# Given task
Write out every single entry exactly.

# Dataset records
## Begin

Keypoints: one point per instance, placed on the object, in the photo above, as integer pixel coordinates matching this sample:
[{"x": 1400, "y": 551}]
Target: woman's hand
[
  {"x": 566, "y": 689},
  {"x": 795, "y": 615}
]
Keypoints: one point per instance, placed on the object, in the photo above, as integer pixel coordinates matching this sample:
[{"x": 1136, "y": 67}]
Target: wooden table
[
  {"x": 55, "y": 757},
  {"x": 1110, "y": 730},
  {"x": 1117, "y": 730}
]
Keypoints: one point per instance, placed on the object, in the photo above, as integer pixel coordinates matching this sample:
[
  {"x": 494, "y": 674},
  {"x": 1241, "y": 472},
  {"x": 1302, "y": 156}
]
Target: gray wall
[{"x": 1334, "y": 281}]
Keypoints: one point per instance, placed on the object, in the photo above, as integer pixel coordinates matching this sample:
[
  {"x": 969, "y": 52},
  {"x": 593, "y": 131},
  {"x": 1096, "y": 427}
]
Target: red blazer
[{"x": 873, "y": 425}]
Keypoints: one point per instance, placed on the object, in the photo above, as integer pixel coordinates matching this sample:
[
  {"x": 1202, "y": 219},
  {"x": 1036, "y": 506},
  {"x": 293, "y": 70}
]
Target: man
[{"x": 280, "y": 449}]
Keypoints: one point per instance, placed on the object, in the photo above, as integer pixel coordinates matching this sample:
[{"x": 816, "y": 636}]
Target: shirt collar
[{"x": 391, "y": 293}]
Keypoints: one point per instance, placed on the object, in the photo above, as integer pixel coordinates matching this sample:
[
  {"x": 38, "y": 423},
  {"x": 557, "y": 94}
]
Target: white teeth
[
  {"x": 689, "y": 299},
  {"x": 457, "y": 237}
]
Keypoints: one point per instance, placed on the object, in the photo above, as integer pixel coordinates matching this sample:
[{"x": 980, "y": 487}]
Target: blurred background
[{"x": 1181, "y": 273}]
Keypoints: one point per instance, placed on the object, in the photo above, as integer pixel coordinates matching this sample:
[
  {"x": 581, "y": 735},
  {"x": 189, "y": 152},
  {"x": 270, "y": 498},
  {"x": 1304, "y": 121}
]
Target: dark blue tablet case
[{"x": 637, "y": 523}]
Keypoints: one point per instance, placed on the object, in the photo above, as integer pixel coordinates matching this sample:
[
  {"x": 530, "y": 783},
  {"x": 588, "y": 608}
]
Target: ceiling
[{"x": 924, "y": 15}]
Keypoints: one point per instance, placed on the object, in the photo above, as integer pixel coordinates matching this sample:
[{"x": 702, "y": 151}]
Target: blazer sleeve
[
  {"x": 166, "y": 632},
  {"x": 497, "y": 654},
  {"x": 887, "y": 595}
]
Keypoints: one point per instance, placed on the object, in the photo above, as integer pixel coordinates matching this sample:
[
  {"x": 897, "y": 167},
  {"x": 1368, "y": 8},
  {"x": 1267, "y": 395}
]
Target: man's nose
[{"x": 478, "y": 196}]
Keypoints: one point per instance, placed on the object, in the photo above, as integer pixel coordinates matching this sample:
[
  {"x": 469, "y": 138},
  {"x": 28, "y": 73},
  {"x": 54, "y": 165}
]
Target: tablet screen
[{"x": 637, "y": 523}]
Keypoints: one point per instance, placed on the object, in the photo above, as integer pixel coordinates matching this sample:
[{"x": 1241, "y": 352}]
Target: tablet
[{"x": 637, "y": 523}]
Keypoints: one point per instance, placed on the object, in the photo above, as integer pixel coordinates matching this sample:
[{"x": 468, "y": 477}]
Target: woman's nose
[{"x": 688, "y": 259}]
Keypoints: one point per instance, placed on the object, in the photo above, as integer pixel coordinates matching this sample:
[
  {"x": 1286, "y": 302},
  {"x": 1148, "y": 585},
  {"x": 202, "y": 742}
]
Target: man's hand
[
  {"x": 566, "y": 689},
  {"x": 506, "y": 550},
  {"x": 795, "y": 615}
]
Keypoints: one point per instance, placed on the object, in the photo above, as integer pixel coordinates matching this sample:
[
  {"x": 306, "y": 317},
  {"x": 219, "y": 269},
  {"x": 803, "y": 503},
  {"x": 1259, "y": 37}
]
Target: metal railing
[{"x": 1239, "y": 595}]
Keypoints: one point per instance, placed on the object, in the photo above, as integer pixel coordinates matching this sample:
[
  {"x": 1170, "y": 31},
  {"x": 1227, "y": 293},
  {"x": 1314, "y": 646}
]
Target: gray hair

## End

# Result below
Keypoints: one point per instance, placed on the object, in the photo above, as integer pixel coordinates matching this sample:
[{"x": 1400, "y": 551}]
Target: woman's hand
[
  {"x": 566, "y": 689},
  {"x": 795, "y": 615}
]
Keypoints: one point per instance, placed on the object, in the photo above, as integer pixel coordinates matching this sample:
[{"x": 1136, "y": 67}]
Target: wooden table
[
  {"x": 55, "y": 757},
  {"x": 1110, "y": 730},
  {"x": 1117, "y": 730}
]
Keypoints: one point per instance, placed on the object, in the photo above, as integer pixel coordinates matching this sample:
[
  {"x": 494, "y": 674},
  {"x": 1241, "y": 472},
  {"x": 1302, "y": 156}
]
Target: gray wall
[{"x": 1334, "y": 281}]
Keypoints: one point per instance, placed on the object, in the photo above, as integer pixel coordinates matching this sample:
[
  {"x": 969, "y": 52},
  {"x": 593, "y": 131},
  {"x": 1096, "y": 427}
]
Target: red blazer
[{"x": 873, "y": 425}]
Keypoints: one point per instance, placed on the object, in the photo above, as integer pixel coordinates matching this sample:
[
  {"x": 1202, "y": 219},
  {"x": 1036, "y": 506},
  {"x": 293, "y": 70}
]
Target: man
[{"x": 280, "y": 449}]
Keypoints: one point per instance, placed on the object, in the photo above, as integer pixel coordinates matching this sample:
[{"x": 816, "y": 636}]
Target: shirt collar
[{"x": 391, "y": 293}]
Keypoints: one point per instance, placed on the object, in the photo above, as integer pixel coordinates matching this sample:
[
  {"x": 38, "y": 423},
  {"x": 557, "y": 94}
]
Target: white teeth
[
  {"x": 689, "y": 299},
  {"x": 457, "y": 237}
]
Keypoints: one point per instance, placed on the object, in the photo above, as integer pixel coordinates matching this sample:
[{"x": 980, "y": 487}]
Target: blurred background
[{"x": 1181, "y": 273}]
Keypoints: one point per instance, placed on the object, in the photo above, as integer pixel coordinates matching this sample:
[
  {"x": 581, "y": 735},
  {"x": 189, "y": 152},
  {"x": 270, "y": 498},
  {"x": 1304, "y": 121}
]
Target: dark blue tablet case
[{"x": 637, "y": 523}]
Keypoints: one point per instance, placed on the object, in the photo above, as integer pixel coordinates matching this sample:
[
  {"x": 530, "y": 783},
  {"x": 588, "y": 608}
]
Target: ceiling
[{"x": 924, "y": 15}]
Keypoints: one point per instance, placed on the object, in the photo above, as integer pixel coordinates matching this sample:
[{"x": 702, "y": 151}]
Target: blazer sleeve
[
  {"x": 166, "y": 632},
  {"x": 497, "y": 654},
  {"x": 887, "y": 595}
]
Keypoints: one point per instance, placed on the object, in the photo above, as integer pixel coordinates matching this sample:
[
  {"x": 897, "y": 167},
  {"x": 1368, "y": 8},
  {"x": 1267, "y": 395}
]
Target: man's nose
[{"x": 478, "y": 196}]
Keypoints: one point per instance, placed on the object, in the photo above, as integer pixel coordinates matching this sample:
[
  {"x": 469, "y": 138},
  {"x": 28, "y": 73},
  {"x": 54, "y": 165}
]
Target: tablet screen
[{"x": 637, "y": 523}]
Keypoints: one point per instance, placed on the object, in the photo above, as integer pixel coordinates matching this sample:
[{"x": 1241, "y": 352}]
Target: tablet
[{"x": 637, "y": 523}]
Keypoints: one point per instance, placed on the object, in the photo above, as integer pixel coordinates matching this sample:
[{"x": 468, "y": 477}]
Target: woman's nose
[{"x": 688, "y": 259}]
Keypoints: one point per instance, placed on the object, in the photo above, as integer pixel coordinates matching this sample:
[
  {"x": 1286, "y": 302},
  {"x": 1148, "y": 585},
  {"x": 202, "y": 742}
]
Target: man's hand
[
  {"x": 566, "y": 689},
  {"x": 506, "y": 550},
  {"x": 795, "y": 615}
]
Keypoints: one point per instance, placed on the object, in the photo above, as integer pixel coordinates matching this sample:
[
  {"x": 306, "y": 317},
  {"x": 219, "y": 269},
  {"x": 803, "y": 503},
  {"x": 1259, "y": 37}
]
Target: metal railing
[{"x": 1239, "y": 595}]
Keypoints: one point per instance, placed on the object, in the photo above, as integer pixel coordinates matching this sample:
[
  {"x": 1170, "y": 31},
  {"x": 1227, "y": 293},
  {"x": 1314, "y": 646}
]
Target: gray hair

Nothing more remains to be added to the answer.